Spatial localization data:
'''

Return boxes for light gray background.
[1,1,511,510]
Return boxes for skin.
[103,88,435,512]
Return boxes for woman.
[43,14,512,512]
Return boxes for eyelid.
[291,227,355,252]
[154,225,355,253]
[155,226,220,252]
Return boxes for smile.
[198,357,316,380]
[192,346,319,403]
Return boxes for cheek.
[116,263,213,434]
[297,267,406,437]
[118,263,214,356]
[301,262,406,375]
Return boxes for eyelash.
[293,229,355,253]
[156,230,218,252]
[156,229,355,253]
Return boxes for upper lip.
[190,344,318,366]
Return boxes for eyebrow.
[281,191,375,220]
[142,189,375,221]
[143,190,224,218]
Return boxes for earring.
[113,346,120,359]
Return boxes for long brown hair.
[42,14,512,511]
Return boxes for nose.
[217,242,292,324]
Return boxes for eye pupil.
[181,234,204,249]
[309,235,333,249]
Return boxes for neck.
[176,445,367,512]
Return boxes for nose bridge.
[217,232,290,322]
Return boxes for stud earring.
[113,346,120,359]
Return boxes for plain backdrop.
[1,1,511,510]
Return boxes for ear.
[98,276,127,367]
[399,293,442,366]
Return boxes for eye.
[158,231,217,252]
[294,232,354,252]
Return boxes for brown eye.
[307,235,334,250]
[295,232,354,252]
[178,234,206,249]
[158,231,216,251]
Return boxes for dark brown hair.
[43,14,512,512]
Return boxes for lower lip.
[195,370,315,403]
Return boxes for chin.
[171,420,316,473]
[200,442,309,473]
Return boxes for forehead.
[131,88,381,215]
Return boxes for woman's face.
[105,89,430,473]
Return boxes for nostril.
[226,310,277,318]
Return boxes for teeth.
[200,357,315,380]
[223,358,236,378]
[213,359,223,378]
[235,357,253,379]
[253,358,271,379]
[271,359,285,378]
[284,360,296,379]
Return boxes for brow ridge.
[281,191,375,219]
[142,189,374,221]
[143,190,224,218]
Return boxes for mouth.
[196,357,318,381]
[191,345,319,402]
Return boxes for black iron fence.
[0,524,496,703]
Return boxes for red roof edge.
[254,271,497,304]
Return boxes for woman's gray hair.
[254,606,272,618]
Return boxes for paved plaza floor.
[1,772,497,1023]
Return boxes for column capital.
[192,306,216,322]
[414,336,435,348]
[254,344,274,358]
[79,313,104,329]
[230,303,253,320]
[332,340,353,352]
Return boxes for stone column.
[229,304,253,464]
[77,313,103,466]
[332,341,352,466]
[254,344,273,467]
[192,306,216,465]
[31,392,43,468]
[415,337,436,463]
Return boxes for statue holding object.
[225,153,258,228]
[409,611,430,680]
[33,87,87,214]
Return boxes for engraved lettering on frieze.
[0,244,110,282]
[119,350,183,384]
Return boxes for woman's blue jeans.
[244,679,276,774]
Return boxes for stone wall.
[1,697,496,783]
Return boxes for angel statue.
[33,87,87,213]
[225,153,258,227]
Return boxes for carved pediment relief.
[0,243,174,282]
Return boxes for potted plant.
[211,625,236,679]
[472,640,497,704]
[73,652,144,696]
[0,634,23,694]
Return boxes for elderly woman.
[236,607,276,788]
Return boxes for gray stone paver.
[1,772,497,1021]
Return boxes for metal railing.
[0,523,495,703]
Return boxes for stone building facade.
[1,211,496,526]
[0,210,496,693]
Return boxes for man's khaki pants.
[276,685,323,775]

'''

▶ EXERCISE DIRECTIONS: Starting from the first line above, copy the data through to the last line exactly.

▶ REPLY TO THE TASK:
Return boxes for light gray background.
[1,1,511,510]
Return boxes for skin.
[103,88,435,512]
Return boxes for woman.
[43,14,512,512]
Return boxes for eyelid.
[291,227,355,252]
[154,225,355,253]
[155,226,220,252]
Return boxes for smile.
[198,357,316,380]
[192,346,319,403]
Return boxes for cheek.
[116,263,213,434]
[297,267,406,437]
[118,263,214,356]
[301,262,406,375]
Return boxes for eyelash.
[293,229,355,253]
[156,230,218,252]
[156,229,355,253]
Return boxes for upper lip.
[190,344,318,366]
Return boxes for eyebrow.
[281,191,375,220]
[142,189,375,221]
[143,190,224,218]
Return boxes for earring.
[113,346,120,359]
Return boxes for long brown hair.
[42,14,512,511]
Return boxes for nose.
[217,242,292,324]
Return boxes for eye pupil.
[181,234,204,249]
[309,235,333,249]
Return boxes for neck.
[176,445,367,512]
Return boxes for nose bridge.
[217,232,290,322]
Return boxes for stud earring.
[113,346,120,359]
Return boxes for plain backdrop.
[1,1,511,510]
Return boxes for ear.
[98,276,127,367]
[399,293,442,366]
Return boxes for eye.
[158,231,217,252]
[294,232,354,252]
Return boxes for brown eye.
[307,235,334,250]
[295,232,354,252]
[178,234,206,249]
[158,231,216,251]
Return boxes for dark brown hair.
[43,14,512,512]
Return boxes for lower lip.
[195,370,315,403]
Return boxes for chin.
[171,420,316,473]
[200,442,309,473]
Return boxes for forehead.
[131,88,381,215]
Return boxes for woman's face.
[105,89,430,473]
Return boxes for nostril.
[226,310,277,318]
Return boxes for teeth.
[200,357,315,380]
[223,358,236,378]
[213,359,223,378]
[235,357,253,379]
[253,358,271,379]
[271,359,285,378]
[284,360,296,379]
Return boxes for brow ridge.
[281,191,375,219]
[142,189,374,221]
[143,190,224,218]
Return boxes for mouth.
[196,357,318,381]
[191,345,319,402]
Return boxes for black iron fence.
[0,524,496,703]
Return boxes for red roof edge.
[254,271,497,304]
Return boxes for woman's gray hair.
[254,606,272,618]
Return boxes for paved plaza floor.
[1,772,497,1023]
Return boxes for column capital.
[192,306,216,322]
[414,336,435,348]
[254,344,274,358]
[79,313,104,329]
[230,303,253,320]
[332,340,353,352]
Return boxes for stone column.
[229,304,253,464]
[77,313,103,466]
[332,341,352,466]
[254,344,273,467]
[192,306,216,465]
[31,392,43,468]
[415,337,436,463]
Return boxes for statue holding object.
[225,153,258,228]
[409,611,430,680]
[33,87,87,214]
Return boxes for engraved lettering on frieze.
[0,244,110,282]
[119,350,183,384]
Return boxes for woman's blue jeans.
[244,679,276,774]
Return boxes for stone wall.
[1,697,496,783]
Return boxes for angel statue.
[33,87,87,213]
[225,153,258,227]
Return boxes for carved pediment relief.
[0,243,174,282]
Return boxes for potted plant.
[211,625,236,679]
[472,640,497,704]
[73,652,144,696]
[0,634,23,694]
Return boxes for elderly woman.
[236,607,276,788]
Return boxes for gray stone paver.
[1,772,497,1021]
Return boxes for metal railing.
[0,523,495,703]
Return boxes for stone building facade.
[1,211,496,526]
[0,210,496,693]
Return boxes for man's khaki pants.
[276,685,323,775]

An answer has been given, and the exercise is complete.